-- Start of Text excerpt --

How we calculated 70 million prices in 2 minutes for Global Platforms — Part 2

Published in

Trendyol Tech

5 min readJul 24, 2023

In the previous article, we explored the challenges faced while implementing a price recalculation system capable of handling up to 70 million prices within a short timeframe. We discussed two solutions: pagination with tasks and sequential search-after with ElasticSearch. The first approach showed promise but suffered from ElasticSearch’s limitations, while the second one was not efficient enough for large-scale price recalculation due to its sequential nature. Now, in Part 2, we will introduce our new solution that allows us to return to a concurrent approach, significantly reducing the price recalculation time for millions of records.

The Problem with ElasticSearch and Pagination

In our initial attempt, we employed pagination to split the price calculation into tasks that could be processed concurrently. However, the vast amount of data in ElasticSearch presented significant performance issues. ElasticSearch’s max-result-window limitations forced us to search in smaller chunks, resulting in slower calculations when dealing with millions of documents.

The Virtual Partitioning Approach (The Virtual Bucket Approach)

In the Virtual Partitioning Approach, our primary goal was to narrow down the search results in ElasticSearch efficiently. We required an effective way to filter the data during searches in ElasticSearch. To achieve this, we opted for a partitioning strategy. While there were other partitioning options available, such as applying the partitioning logic based on existing fields we decided to use virtual buckets.

Couchbase has a built-in partitioning strategy that divides the dataset into virtual buckets, efficiently distributing the data across nodes. By default, Couchbase utilizes 1,024 virtual buckets, and this number can be adjusted as needed.

This approach builds upon the concept of concurrent processing introduced in Part 1 of this article series. However, it introduces a key improvement by efficiently handling data partitioning to enhance search efficiency. Instead of relying on traditional pagination, we adopted the concept of virtual buckets. These virtual buckets enable us to divide the data more effectively, allowing us to narrow down the search range in ElasticSearch queries using vBucket ID as a filter parameter.

-- End of Text excerpt --

Work instructions —
- A) In the price recalculation article, how many virtual buckets does Couchbase use by default?
- B) From the price recalculation article, print the words from "5 min readJul" up to and including "millions of records.".
You won't need the entries after this text.

-- Start of Dataset rows --

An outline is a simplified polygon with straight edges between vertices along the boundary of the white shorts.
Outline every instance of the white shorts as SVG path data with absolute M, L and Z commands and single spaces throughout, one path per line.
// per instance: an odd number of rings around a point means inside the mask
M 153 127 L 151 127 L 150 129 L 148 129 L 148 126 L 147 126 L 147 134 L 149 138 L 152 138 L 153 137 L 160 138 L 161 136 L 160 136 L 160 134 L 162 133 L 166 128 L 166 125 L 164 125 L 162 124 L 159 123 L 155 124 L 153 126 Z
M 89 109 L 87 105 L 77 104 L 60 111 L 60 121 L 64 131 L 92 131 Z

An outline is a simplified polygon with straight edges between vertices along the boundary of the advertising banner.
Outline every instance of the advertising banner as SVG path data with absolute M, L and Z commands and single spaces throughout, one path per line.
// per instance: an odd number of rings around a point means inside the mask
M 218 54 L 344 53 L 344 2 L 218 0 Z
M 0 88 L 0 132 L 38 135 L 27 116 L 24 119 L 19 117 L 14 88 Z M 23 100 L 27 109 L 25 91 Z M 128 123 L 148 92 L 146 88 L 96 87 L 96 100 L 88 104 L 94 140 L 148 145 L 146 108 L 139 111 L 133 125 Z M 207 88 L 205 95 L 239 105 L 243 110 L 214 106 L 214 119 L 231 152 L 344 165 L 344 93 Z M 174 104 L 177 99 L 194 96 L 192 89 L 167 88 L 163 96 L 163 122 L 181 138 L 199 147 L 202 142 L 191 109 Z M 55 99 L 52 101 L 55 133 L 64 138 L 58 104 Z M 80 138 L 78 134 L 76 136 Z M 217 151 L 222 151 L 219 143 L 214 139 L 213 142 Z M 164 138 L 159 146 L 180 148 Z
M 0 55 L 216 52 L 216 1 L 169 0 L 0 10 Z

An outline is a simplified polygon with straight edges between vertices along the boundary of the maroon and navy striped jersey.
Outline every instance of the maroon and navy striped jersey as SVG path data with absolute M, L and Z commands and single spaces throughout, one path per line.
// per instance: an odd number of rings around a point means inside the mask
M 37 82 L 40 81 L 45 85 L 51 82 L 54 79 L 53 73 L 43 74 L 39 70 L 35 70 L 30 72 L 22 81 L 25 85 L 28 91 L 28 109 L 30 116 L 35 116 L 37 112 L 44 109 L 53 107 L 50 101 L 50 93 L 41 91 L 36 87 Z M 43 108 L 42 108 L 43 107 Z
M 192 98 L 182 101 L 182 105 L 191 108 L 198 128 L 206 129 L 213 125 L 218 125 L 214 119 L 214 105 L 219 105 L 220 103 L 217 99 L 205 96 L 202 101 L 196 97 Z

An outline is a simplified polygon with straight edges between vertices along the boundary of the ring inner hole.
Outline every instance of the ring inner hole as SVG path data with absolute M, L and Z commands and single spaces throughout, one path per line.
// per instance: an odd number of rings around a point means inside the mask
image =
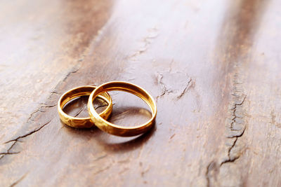
M 74 98 L 66 103 L 63 111 L 73 117 L 88 118 L 88 103 L 89 95 L 80 96 Z M 93 106 L 98 113 L 101 113 L 107 106 L 107 103 L 99 97 L 93 101 Z
M 110 91 L 108 93 L 113 102 L 109 122 L 117 125 L 133 127 L 142 125 L 151 118 L 148 105 L 140 97 L 123 91 Z

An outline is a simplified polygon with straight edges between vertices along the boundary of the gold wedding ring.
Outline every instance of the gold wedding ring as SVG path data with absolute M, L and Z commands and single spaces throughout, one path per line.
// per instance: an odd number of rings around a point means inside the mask
M 93 101 L 101 93 L 112 90 L 128 92 L 140 97 L 150 108 L 152 117 L 149 121 L 136 127 L 124 127 L 112 124 L 103 118 L 95 110 Z M 88 111 L 91 120 L 101 130 L 120 137 L 131 137 L 144 133 L 150 130 L 156 118 L 156 104 L 152 97 L 143 88 L 126 82 L 112 81 L 97 87 L 90 95 L 88 101 Z
M 66 114 L 63 111 L 63 108 L 69 101 L 84 95 L 89 95 L 93 90 L 97 87 L 92 85 L 84 85 L 81 87 L 77 87 L 71 89 L 65 92 L 60 98 L 58 102 L 58 111 L 60 115 L 60 120 L 68 126 L 75 128 L 89 128 L 91 127 L 94 124 L 91 120 L 90 118 L 76 118 L 70 116 Z M 107 119 L 112 111 L 112 101 L 110 96 L 107 93 L 97 96 L 103 100 L 105 100 L 108 106 L 102 113 L 97 114 L 98 116 L 100 116 L 102 118 Z M 95 98 L 96 98 L 95 97 Z

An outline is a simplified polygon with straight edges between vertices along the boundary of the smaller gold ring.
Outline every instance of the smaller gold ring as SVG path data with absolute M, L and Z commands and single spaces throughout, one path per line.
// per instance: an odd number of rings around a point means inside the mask
M 100 94 L 112 90 L 128 92 L 140 97 L 150 108 L 152 117 L 150 120 L 136 127 L 124 127 L 112 124 L 101 118 L 96 111 L 93 101 Z M 120 137 L 131 137 L 145 132 L 152 127 L 157 113 L 156 103 L 153 97 L 147 91 L 138 85 L 123 81 L 109 82 L 97 87 L 89 97 L 88 111 L 91 120 L 99 129 L 109 134 Z
M 96 88 L 96 86 L 93 85 L 77 87 L 67 91 L 60 97 L 58 102 L 58 111 L 60 120 L 65 124 L 75 128 L 90 128 L 94 125 L 89 117 L 76 118 L 70 116 L 63 111 L 63 108 L 69 101 L 80 96 L 89 95 Z M 107 119 L 112 111 L 111 97 L 107 92 L 103 93 L 98 97 L 105 100 L 108 104 L 105 110 L 98 115 L 100 115 L 101 118 Z

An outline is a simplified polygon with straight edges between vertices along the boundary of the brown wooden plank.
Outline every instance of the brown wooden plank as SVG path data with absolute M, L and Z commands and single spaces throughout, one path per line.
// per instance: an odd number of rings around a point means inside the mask
M 0 186 L 280 186 L 280 8 L 277 0 L 4 1 Z M 60 123 L 63 92 L 114 80 L 157 99 L 152 130 L 123 138 Z M 110 121 L 149 118 L 136 97 L 112 99 Z M 86 102 L 69 110 L 86 115 Z

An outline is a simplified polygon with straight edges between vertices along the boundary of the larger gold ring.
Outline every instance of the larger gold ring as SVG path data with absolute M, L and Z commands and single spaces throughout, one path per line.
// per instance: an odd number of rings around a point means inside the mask
M 76 118 L 70 116 L 63 111 L 63 108 L 65 104 L 71 99 L 80 96 L 89 95 L 96 88 L 96 86 L 93 85 L 77 87 L 67 91 L 60 97 L 58 102 L 58 111 L 60 120 L 65 124 L 75 128 L 89 128 L 94 125 L 89 117 Z M 107 92 L 98 95 L 98 97 L 105 100 L 107 103 L 108 106 L 105 110 L 104 110 L 101 113 L 98 114 L 98 116 L 100 115 L 102 118 L 107 119 L 112 111 L 112 101 L 111 97 Z
M 138 126 L 124 127 L 112 124 L 100 117 L 93 107 L 93 101 L 100 93 L 112 90 L 125 91 L 140 97 L 150 108 L 152 111 L 150 120 Z M 120 137 L 131 137 L 145 132 L 152 127 L 155 120 L 157 113 L 156 103 L 147 91 L 136 85 L 122 81 L 109 82 L 97 87 L 89 97 L 88 111 L 91 120 L 99 129 L 111 134 Z

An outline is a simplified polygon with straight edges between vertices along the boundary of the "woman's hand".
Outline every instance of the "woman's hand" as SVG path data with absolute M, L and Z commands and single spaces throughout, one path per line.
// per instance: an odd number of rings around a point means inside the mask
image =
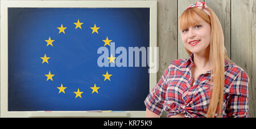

-- End of Dataset rows --

Solutions to the problems —
- A) 1,024 virtual buckets.

- B)
5 min readJul 24, 2023

In the previous article, we explored the challenges faced while implementing a price recalculation system capable of handling up to 70 million prices within a short timeframe. We discussed two solutions: pagination with tasks and sequential search-after with ElasticSearch. The first approach showed promise but suffered from ElasticSearch’s limitations, while the second one was not efficient enough for large-scale price recalculation due to its sequential nature. Now, in Part 2, we will introduce our new solution that allows us to return to a concurrent approach, significantly reducing the price recalculation time for millions of records.